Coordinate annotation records
****************
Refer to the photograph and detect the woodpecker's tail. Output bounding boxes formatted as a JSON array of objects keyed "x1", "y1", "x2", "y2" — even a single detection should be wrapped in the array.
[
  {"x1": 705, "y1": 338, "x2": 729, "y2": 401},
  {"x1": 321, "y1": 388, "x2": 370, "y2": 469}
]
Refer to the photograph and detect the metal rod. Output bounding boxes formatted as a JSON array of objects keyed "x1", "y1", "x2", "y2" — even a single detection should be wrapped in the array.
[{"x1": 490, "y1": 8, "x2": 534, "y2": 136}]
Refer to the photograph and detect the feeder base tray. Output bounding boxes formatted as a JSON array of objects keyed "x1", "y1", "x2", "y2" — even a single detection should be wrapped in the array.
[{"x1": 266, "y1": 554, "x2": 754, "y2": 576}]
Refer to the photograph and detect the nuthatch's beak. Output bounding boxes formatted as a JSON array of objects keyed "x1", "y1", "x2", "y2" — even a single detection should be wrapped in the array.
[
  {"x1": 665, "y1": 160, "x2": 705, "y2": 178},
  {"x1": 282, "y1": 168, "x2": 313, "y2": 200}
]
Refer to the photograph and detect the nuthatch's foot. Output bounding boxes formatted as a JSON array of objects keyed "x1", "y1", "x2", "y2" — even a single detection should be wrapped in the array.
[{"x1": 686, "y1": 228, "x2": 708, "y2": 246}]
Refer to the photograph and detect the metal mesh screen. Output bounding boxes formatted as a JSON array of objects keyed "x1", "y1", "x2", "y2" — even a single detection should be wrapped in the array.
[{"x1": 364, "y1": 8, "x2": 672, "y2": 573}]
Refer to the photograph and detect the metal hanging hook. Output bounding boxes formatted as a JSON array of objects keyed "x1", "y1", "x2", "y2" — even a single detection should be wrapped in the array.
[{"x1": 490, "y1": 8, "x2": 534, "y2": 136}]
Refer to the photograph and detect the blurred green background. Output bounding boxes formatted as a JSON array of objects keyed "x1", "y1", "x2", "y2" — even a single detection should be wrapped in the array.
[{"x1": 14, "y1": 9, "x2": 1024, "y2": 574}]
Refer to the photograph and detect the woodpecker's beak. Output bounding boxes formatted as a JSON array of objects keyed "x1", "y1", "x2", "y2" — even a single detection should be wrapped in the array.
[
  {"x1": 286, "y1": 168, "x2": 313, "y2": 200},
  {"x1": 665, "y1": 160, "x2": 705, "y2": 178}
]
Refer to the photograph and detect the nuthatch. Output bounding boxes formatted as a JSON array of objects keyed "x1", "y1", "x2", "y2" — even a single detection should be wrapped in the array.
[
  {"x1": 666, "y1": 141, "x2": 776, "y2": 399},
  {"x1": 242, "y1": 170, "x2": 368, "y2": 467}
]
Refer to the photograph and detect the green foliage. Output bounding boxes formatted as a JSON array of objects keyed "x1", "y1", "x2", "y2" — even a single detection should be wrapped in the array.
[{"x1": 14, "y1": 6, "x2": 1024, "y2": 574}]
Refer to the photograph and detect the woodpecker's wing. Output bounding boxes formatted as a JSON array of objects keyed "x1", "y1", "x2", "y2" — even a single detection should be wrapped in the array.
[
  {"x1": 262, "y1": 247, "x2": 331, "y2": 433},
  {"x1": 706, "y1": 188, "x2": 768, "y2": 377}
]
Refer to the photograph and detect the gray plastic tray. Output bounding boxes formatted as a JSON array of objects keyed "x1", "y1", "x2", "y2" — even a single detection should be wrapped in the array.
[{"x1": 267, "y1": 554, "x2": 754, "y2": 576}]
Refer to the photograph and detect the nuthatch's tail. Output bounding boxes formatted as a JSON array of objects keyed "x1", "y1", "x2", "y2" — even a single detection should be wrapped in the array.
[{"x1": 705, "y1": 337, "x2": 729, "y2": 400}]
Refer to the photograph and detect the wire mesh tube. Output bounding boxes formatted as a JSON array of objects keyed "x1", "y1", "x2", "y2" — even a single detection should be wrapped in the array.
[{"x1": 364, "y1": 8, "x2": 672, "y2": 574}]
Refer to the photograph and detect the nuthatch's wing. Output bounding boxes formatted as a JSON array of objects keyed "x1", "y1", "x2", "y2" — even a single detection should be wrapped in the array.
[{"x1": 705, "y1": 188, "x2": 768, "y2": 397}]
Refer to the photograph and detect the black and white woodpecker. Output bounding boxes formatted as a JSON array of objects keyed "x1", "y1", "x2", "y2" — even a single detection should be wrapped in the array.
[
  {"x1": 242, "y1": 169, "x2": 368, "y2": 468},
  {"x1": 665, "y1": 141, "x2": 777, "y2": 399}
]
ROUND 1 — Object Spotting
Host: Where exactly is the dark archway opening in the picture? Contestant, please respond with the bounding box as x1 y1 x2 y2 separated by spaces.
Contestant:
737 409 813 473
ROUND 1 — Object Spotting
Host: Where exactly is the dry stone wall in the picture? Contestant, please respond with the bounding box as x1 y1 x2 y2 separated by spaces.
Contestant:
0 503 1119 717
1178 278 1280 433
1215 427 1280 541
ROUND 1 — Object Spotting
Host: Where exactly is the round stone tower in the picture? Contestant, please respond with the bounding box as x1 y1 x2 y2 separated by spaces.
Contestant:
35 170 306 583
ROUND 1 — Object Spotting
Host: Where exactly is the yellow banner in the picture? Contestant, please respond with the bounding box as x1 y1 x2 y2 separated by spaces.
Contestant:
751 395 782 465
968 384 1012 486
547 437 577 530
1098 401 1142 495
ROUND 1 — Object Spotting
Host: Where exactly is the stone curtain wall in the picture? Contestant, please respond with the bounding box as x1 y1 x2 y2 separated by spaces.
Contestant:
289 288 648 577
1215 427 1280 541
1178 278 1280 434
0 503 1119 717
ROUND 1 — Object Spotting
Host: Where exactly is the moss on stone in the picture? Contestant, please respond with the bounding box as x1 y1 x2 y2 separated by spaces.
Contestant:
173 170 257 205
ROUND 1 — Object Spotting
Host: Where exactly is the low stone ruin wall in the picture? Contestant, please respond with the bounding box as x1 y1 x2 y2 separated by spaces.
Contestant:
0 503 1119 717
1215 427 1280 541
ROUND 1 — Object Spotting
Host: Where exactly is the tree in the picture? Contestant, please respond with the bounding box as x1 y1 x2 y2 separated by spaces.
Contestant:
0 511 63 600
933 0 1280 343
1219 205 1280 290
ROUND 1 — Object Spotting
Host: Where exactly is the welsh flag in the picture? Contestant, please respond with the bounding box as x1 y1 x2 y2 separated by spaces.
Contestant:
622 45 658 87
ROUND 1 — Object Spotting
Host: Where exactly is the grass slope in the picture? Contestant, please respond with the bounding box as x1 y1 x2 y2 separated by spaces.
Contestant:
****************
- TASK TO CARRY OUT
Format every line of the records above as a JSON list of strings, with one string per line and blank lines omitted.

- WORKED SOLUTION
[
  "Refer to the photograph and detect the woodpecker's tail. Output bounding boxes formatted as a JSON array of objects keyed \"x1\", \"y1\", \"x2\", \"y2\" — even a single detection should be wrapped in the array.",
  "[",
  "  {\"x1\": 705, \"y1\": 338, \"x2\": 729, \"y2\": 401},",
  "  {\"x1\": 321, \"y1\": 388, \"x2\": 370, \"y2\": 469}",
  "]",
  "Refer to the photograph and detect the metal rod. Output bounding boxes formatted as a JSON array of objects keyed \"x1\", \"y1\", \"x2\", \"y2\" — even a single detection should be wrapped in the array.",
  "[{\"x1\": 490, \"y1\": 8, \"x2\": 534, \"y2\": 136}]",
  "Refer to the photograph and detect the feeder base tray. Output bounding boxes formatted as a JSON array of objects keyed \"x1\", \"y1\", \"x2\", \"y2\" — even a single detection should be wrapped in the array.",
  "[{\"x1\": 266, \"y1\": 554, \"x2\": 754, \"y2\": 576}]",
  "Refer to the photograph and detect the nuthatch's beak. Output bounding boxes formatted as a JSON array of objects keyed \"x1\", \"y1\", \"x2\", \"y2\" — even a single detection should be wrapped in the array.",
  "[",
  "  {\"x1\": 665, \"y1\": 160, \"x2\": 705, \"y2\": 178},",
  "  {\"x1\": 282, \"y1\": 168, \"x2\": 313, \"y2\": 200}",
  "]",
  "Refer to the photograph and detect the nuthatch's foot. Output bounding boxes formatted as a JSON array of objects keyed \"x1\", \"y1\", \"x2\", \"y2\" — even a single detection should be wrapped in the array.",
  "[{\"x1\": 686, \"y1\": 228, \"x2\": 708, \"y2\": 246}]",
  "Refer to the photograph and detect the metal mesh screen. Output bounding boxes formatted as a JSON array of objects keyed \"x1\", \"y1\", \"x2\", \"y2\" — even a single detection should be wrapped in the array.",
  "[{\"x1\": 364, \"y1\": 8, \"x2\": 672, \"y2\": 573}]",
  "Refer to the photograph and detect the metal hanging hook. Output bounding boxes formatted as a JSON array of objects keyed \"x1\", \"y1\", \"x2\", \"y2\" — even a single detection should be wrapped in the array.",
  "[{\"x1\": 490, \"y1\": 8, \"x2\": 534, \"y2\": 136}]",
  "Refer to the photograph and detect the blurred green background. Output bounding boxes formatted as a JSON array of objects keyed \"x1\", \"y1\", \"x2\", \"y2\" — even a single detection should be wrapped in the array.",
  "[{\"x1\": 14, \"y1\": 9, \"x2\": 1024, \"y2\": 574}]",
  "Refer to the photograph and detect the woodpecker's beak. Output bounding boxes formatted as a JSON array of objects keyed \"x1\", \"y1\", \"x2\", \"y2\" — even a single detection should be wrapped in the array.",
  "[",
  "  {\"x1\": 286, \"y1\": 168, \"x2\": 313, \"y2\": 200},",
  "  {\"x1\": 665, \"y1\": 160, \"x2\": 705, \"y2\": 178}",
  "]",
  "Refer to the photograph and detect the nuthatch. Output bounding boxes formatted as a JSON array of objects keyed \"x1\", \"y1\", \"x2\", \"y2\" — even a single detection should be wrapped in the array.",
  "[",
  "  {\"x1\": 666, \"y1\": 141, \"x2\": 776, \"y2\": 399},",
  "  {\"x1\": 242, \"y1\": 170, \"x2\": 368, \"y2\": 467}",
  "]",
  "Refer to the photograph and detect the green foliage. Output bounding boxes formatted as a JSON array of objects keyed \"x1\", \"y1\", \"x2\", \"y2\" — even a single detection should be wrapped in the array.",
  "[{\"x1\": 14, \"y1\": 6, \"x2\": 1024, \"y2\": 574}]",
  "Refer to the photograph and detect the woodpecker's wing. Output bounding boxes formatted as a JSON array of objects keyed \"x1\", \"y1\", \"x2\", \"y2\" — even a single detection should be wrapped in the array.",
  "[",
  "  {\"x1\": 262, \"y1\": 247, \"x2\": 331, \"y2\": 433},",
  "  {\"x1\": 706, \"y1\": 188, \"x2\": 768, \"y2\": 377}",
  "]",
  "Refer to the photograph and detect the gray plastic tray. Output bounding boxes formatted as a JSON array of objects keyed \"x1\", \"y1\", \"x2\", \"y2\" — even a single detection should be wrapped in the array.",
  "[{\"x1\": 267, \"y1\": 554, \"x2\": 754, \"y2\": 576}]",
  "Refer to the photograph and detect the nuthatch's tail. Output bounding boxes formatted as a JSON array of objects keyed \"x1\", \"y1\", \"x2\", \"y2\" — even a single detection should be wrapped in the array.",
  "[{\"x1\": 705, \"y1\": 337, \"x2\": 729, \"y2\": 400}]",
  "Refer to the photograph and detect the wire mesh tube. Output bounding boxes formatted as a JSON array of objects keyed \"x1\", \"y1\", \"x2\", \"y2\" — even a single detection should be wrapped in the array.",
  "[{\"x1\": 364, \"y1\": 8, \"x2\": 672, \"y2\": 574}]",
  "Refer to the photograph and detect the nuthatch's wing. Output bounding boxes formatted as a JSON array of objects keyed \"x1\", \"y1\", \"x2\", \"y2\" — even a single detection should be wrapped in the array.",
  "[{\"x1\": 705, \"y1\": 188, \"x2\": 768, \"y2\": 397}]",
  "Refer to the photograph and detect the black and white woodpecker. Output bounding boxes formatted as a JSON array of objects keyed \"x1\", \"y1\", \"x2\", \"y2\" — even a single detection should be wrapped in the array.",
  "[",
  "  {\"x1\": 242, \"y1\": 169, \"x2\": 368, \"y2\": 468},",
  "  {\"x1\": 665, \"y1\": 141, \"x2\": 777, \"y2\": 399}",
  "]",
  "ROUND 1 — Object Spotting",
  "Host: Where exactly is the dark archway opening in the picture? Contestant, please respond with the bounding box as x1 y1 x2 y2 separated by spaces.",
  "Contestant:",
  "737 409 813 473",
  "ROUND 1 — Object Spotting",
  "Host: Where exactly is the dry stone wall in the picture? Contestant, please respond with the bounding box as x1 y1 x2 y2 separated by spaces.",
  "Contestant:",
  "0 503 1119 717",
  "1178 278 1280 433",
  "1215 427 1280 541",
  "ROUND 1 — Object Spotting",
  "Host: Where exactly is the round stone tower in the picture? Contestant, please respond with the bounding box as x1 y1 x2 y2 separated by spaces.",
  "Contestant:",
  "35 170 306 583",
  "ROUND 1 — Object Spotting",
  "Host: Where exactly is the yellow banner in the picture? Contestant, please respond with the bounding box as x1 y1 x2 y2 separated by spaces.",
  "Contestant:",
  "751 395 782 465",
  "968 384 1012 486",
  "547 437 577 530",
  "1098 401 1142 495",
  "ROUND 1 — Object Spotting",
  "Host: Where exactly is the stone curtain wall in the picture? Contestant, please respond with the bounding box as x1 y1 x2 y2 separated by spaces.",
  "Contestant:",
  "289 288 648 577",
  "1215 427 1280 541",
  "1178 278 1280 434",
  "0 503 1119 717",
  "ROUND 1 — Object Spotting",
  "Host: Where exactly is the moss on stone in the picture? Contestant, please respond with the bounding box as x1 y1 x2 y2 separated by spaces.",
  "Contestant:",
  "173 170 257 205",
  "ROUND 1 — Object Spotting",
  "Host: Where exactly is the low stone ruin wall in the picture? Contestant, please respond with the bounding box as x1 y1 x2 y2 separated by spaces.",
  "Contestant:",
  "0 503 1119 717",
  "1215 427 1280 541",
  "ROUND 1 — Object Spotting",
  "Host: Where exactly is the tree in the picture? Contestant, please respond with the bounding box as x1 y1 x2 y2 separated by spaces.",
  "Contestant:",
  "0 511 63 600",
  "933 0 1280 343",
  "1219 205 1280 290",
  "ROUND 1 — Object Spotting",
  "Host: Where exactly is the welsh flag in the picture? Contestant, please respond with the bounding box as x1 y1 x2 y2 separated by spaces.",
  "Contestant:",
  "622 45 658 87",
  "ROUND 1 — Object Spotting",
  "Host: Where exactly is the grass slope in the picture? Contestant, please respond with the bounding box as x1 y1 x2 y2 separated by spaces.",
  "Contestant:"
]